# EXTRAIT FOURNI:
═══
Sa proposition pour le prochain budget septennal de l’Union européenne a pris Bruxelles d’assaut avec son chiffre phare : 2 000 milliards d’euros, un chiffre plus élevé que toutes les rumeurs ou fuites qui ont précédé cette annonce aux enjeux considérables.
Le prochain budget « sera le plus ambitieux de l’histoire de l’Union« , a déclaré la présidente de la Commission européenne à la presse mercredi.
« Il est plus stratégique, plus flexible et plus transparent », a-t-elle poursuivi. « Nous investissons davantage dans notre capacité de réaction et dans notre indépendance. »
Mais qu’est-ce qui rend son projet si spécial et si différent de ses prédécesseurs ?
Voici les six points à retenir du budget d’Ursula von der Leyen, étant entendu que les choses changeront radicalement au fur et à mesure que les négociations se dérouleront au cours des 2 prochaines années.
Un état d’esprit de crise
Ursula von der Leyen s’est montrée parfaitement franche quant à l’inspiration qui sous-tend ce budget de 2 000 milliards d’euros : sa propre expérience de la lutte contre des crises successives.
Au cours de ses six années passées à Bruxelles, elle a été confrontée à la pandémie de COVID-19, à l’invasion de l’Ukraine par la Russie, à la flambée des prix de l’énergie, à une inflation record, à la concurrence déloyale de la Chine, à des catastrophes naturelles dévastatrices, à la perturbation des nouvelles technologies, à des cyberattaques, au sabotage d’infrastructures essentielles et, plus récemment, aux droits de douane imposés par Donald Trump.
Cette série de défis apparemment sans fin a mis le budget commun de l’Union européenne à rude épreuve, au point que Mme von der Leyen a dû demander aux 27 dirigeants d’approuver un complément financier au milieu de son premier mandat.
« À chaque fois, il a été extrêmement difficile de réagir rapidement et avec la puissance de feu financière nécessaire », a-t-elle admis, notant que 90 % des fonds existants sont déjà « fixes » et laissent donc une marge de manœuvre négligeable.
« Nous voulons plus de flexibilité. Tout ne doit pas être décidé une seule fois pour sept ans », a-t-elle déclaré.
En conséquence, les 52 programmes du budget actuel seront réduits à 16 dans le prochain budget, une partie de l’argent n’étant pas du tout affectée afin de permettre à la Commission et aux États membres de réagir plus rapidement à l’évolution de la situation sur le terrain.
Dans le même temps, Ursula von der Leyen propose un mécanisme spécial de prêts pouvant aller jusqu’à 400 milliards d’euros, à déployer en cas de « crise inconnue ». Cet outil ne sera pas créé immédiatement ; il s’agira plutôt d’une réserve en attente qui sera déclenchée lorsque le besoin s’en fera sentir.
═══
# JEU DE DONNÉES:
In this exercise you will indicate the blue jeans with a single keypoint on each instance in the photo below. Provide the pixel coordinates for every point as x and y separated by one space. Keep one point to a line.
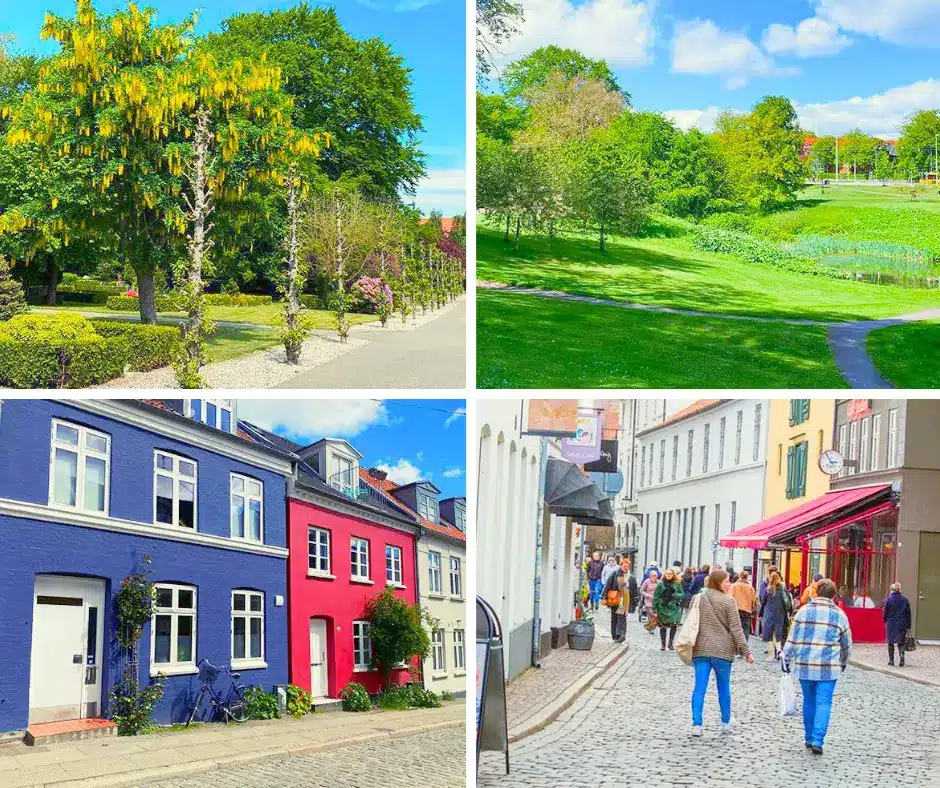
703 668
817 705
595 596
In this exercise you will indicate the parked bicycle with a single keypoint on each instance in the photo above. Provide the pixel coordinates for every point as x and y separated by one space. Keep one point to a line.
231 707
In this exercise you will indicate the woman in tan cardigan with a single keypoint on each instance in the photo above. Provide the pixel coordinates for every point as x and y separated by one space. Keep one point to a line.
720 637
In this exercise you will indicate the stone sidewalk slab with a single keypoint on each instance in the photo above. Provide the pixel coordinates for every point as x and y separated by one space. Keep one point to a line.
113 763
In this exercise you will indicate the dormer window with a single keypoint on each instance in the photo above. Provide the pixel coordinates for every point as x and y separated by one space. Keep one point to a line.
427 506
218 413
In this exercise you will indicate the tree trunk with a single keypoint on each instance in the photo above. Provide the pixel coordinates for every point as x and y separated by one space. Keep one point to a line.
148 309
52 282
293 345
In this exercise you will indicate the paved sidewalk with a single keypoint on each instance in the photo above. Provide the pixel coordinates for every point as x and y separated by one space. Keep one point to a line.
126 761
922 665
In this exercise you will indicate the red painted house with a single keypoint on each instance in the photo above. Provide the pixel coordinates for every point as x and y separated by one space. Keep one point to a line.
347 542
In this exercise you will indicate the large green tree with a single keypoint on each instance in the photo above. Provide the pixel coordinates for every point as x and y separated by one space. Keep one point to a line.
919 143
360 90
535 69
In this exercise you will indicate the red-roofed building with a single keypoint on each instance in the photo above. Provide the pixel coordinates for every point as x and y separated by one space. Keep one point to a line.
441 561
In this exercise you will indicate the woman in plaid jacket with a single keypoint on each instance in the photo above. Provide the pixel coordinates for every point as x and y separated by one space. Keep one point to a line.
═══
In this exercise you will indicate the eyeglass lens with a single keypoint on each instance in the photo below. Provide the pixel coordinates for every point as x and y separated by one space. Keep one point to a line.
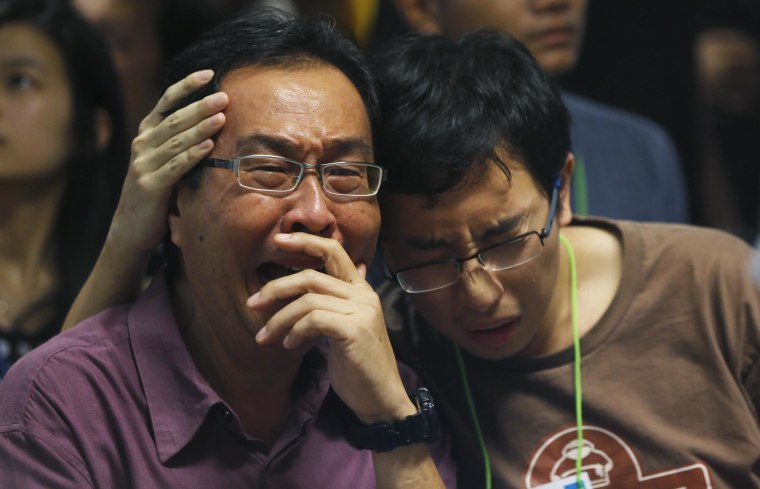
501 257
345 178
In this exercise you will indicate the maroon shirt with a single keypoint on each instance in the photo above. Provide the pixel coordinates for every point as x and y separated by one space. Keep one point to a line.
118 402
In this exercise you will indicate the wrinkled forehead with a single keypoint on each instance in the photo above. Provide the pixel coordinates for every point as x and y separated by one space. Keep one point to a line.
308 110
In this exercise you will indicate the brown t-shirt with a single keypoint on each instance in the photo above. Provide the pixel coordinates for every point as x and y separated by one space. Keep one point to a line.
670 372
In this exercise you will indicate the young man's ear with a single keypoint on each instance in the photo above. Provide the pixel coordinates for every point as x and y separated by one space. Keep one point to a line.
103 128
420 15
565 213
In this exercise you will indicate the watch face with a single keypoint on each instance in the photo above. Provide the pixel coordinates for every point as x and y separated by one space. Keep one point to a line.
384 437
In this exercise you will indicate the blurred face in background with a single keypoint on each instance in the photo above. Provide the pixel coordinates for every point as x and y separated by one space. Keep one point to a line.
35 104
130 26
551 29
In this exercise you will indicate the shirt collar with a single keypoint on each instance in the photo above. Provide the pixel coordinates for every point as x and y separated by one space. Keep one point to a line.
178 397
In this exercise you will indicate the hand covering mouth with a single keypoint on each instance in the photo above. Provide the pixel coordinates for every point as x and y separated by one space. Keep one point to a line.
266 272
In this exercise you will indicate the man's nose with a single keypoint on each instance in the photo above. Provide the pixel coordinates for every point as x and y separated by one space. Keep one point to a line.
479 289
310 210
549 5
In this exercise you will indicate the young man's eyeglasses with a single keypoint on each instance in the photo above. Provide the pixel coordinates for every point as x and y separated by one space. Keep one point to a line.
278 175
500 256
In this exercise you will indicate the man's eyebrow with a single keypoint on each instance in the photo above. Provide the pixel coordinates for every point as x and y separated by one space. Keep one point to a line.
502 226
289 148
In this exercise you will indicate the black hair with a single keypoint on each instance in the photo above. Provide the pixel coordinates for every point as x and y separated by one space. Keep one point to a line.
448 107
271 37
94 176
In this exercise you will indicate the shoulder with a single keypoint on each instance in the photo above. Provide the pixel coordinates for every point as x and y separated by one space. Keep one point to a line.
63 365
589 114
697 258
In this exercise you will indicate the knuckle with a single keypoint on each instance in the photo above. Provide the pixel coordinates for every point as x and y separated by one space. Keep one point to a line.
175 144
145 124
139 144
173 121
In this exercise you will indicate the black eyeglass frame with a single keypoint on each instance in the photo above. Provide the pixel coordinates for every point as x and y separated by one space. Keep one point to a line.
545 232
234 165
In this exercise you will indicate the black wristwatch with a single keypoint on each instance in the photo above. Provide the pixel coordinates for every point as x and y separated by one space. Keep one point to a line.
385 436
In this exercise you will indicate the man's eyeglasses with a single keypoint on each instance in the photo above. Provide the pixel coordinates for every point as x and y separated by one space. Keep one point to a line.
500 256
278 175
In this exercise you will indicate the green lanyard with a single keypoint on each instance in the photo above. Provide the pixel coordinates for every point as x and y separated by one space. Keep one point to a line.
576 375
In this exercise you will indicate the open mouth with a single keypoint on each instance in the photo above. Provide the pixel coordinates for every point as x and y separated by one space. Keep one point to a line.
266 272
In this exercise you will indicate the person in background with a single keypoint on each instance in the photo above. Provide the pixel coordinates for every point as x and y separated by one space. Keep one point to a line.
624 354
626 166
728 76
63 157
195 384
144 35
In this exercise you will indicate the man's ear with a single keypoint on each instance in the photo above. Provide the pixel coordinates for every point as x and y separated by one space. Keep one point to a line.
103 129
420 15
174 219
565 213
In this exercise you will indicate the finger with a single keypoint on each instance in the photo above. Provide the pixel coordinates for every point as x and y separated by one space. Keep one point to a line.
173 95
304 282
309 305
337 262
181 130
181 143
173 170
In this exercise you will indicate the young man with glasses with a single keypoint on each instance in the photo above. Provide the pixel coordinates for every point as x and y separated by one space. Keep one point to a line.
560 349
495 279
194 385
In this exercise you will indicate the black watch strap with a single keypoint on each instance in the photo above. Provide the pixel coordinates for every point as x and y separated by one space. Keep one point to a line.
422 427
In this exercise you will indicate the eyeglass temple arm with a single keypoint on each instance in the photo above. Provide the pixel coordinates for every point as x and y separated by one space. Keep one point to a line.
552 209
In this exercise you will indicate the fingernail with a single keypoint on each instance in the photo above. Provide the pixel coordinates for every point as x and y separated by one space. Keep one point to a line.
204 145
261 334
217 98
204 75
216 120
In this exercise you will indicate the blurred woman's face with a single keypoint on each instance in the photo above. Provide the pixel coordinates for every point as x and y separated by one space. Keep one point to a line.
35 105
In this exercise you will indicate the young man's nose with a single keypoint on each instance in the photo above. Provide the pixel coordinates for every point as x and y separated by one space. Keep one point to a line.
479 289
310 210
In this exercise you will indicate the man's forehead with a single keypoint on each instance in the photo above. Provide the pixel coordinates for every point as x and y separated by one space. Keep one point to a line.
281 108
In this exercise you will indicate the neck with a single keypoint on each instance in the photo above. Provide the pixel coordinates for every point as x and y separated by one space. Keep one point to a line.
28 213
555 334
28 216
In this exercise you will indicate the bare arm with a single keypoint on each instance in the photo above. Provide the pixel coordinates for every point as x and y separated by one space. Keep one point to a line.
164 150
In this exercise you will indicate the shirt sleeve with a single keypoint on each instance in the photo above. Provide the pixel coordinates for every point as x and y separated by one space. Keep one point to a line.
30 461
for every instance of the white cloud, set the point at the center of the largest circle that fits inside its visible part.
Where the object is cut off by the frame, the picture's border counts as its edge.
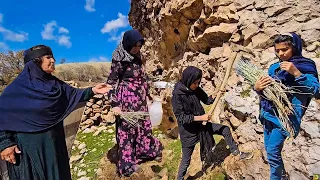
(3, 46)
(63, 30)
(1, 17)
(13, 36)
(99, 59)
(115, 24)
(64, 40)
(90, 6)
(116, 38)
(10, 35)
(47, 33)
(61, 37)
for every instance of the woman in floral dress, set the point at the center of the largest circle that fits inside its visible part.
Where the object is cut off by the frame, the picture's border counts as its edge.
═══
# CONSIGNES:
(1) Recopiez, dans le texte sur le budget européen, tout ce qui va de « Un état d’esprit » jusqu'à « par Donald Trump. ».
(2) Rédigez la suite du texte sur le budget européen à partir de sa dernière phrase.

# CORRIGÉ:
(1)
Un état d’esprit de crise
Ursula von der Leyen s’est montrée parfaitement franche quant à l’inspiration qui sous-tend ce budget de 2 000 milliards d’euros : sa propre expérience de la lutte contre des crises successives.
Au cours de ses six années passées à Bruxelles, elle a été confrontée à la pandémie de COVID-19, à l’invasion de l’Ukraine par la Russie, à la flambée des prix de l’énergie, à une inflation record, à la concurrence déloyale de la Chine, à des catastrophes naturelles dévastatrices, à la perturbation des nouvelles technologies, à des cyberattaques, au sabotage d’infrastructures essentielles et, plus récemment, aux droits de douane imposés par Donald Trump.

(2)
« C’est une possibilité que nous envisageons, mais qui ne doit pas être utilisée en temps normal », a-t-elle déclaré.
Fusion controversée
Bruxelles est connue pour bloquer les fusions controversées sur le marché européen.
Cette fois-ci, elle va fermer les yeux. La cheffe de la Commission a envisagé de fusionner les deux enveloppes budgétaires les plus importantes – la politique agricole commune (PAC) et les fonds de cohésion – en une seule et même source d’argent.
Ce tout nouveau pilier, connu sous le nom de plans de partenariats nationaux et régionaux, englobera également les fonds destinés à la politique sociale, à la pêche et à la politique maritime, aux migrations, à la gestion des frontières et à la sécurité intérieure, pour un montant total de 865 milliards d’euros sur sept ans.
L’agriculture et la cohésion sont « les piliers centraux de la solidarité européenne et de l’investissement dans le modèle européen », a déclaré Ursula von der Leyen mercredi.
Bien que le montant de 865 milliards d’euros puisse sembler alléchant, le diable se cache dans les détails.
Le prochain budget réservera 300 milliards d’euros à la PAC, y compris les subventions jalousement gardées pour les agriculteurs. À titre de comparaison, le budget actuel alloue 386,6 milliards d’euros à l’ensemble de la PAC, dont 270 milliards d’euros pour les seuls paiements directs.
Différents experts en politique agricole contactés par Euronews estiment tous que, une fois ajustée à l’inflation, la proposition d’Ursula von der Leyen représentera une réduction de 20 à 30 % en termes réels des dépenses agricoles de l’Union européenne. Il s’agit d’une réduction remarquable, compte tenu des ondes de choc provoquées par les manifestations agricoles de 2023-2024.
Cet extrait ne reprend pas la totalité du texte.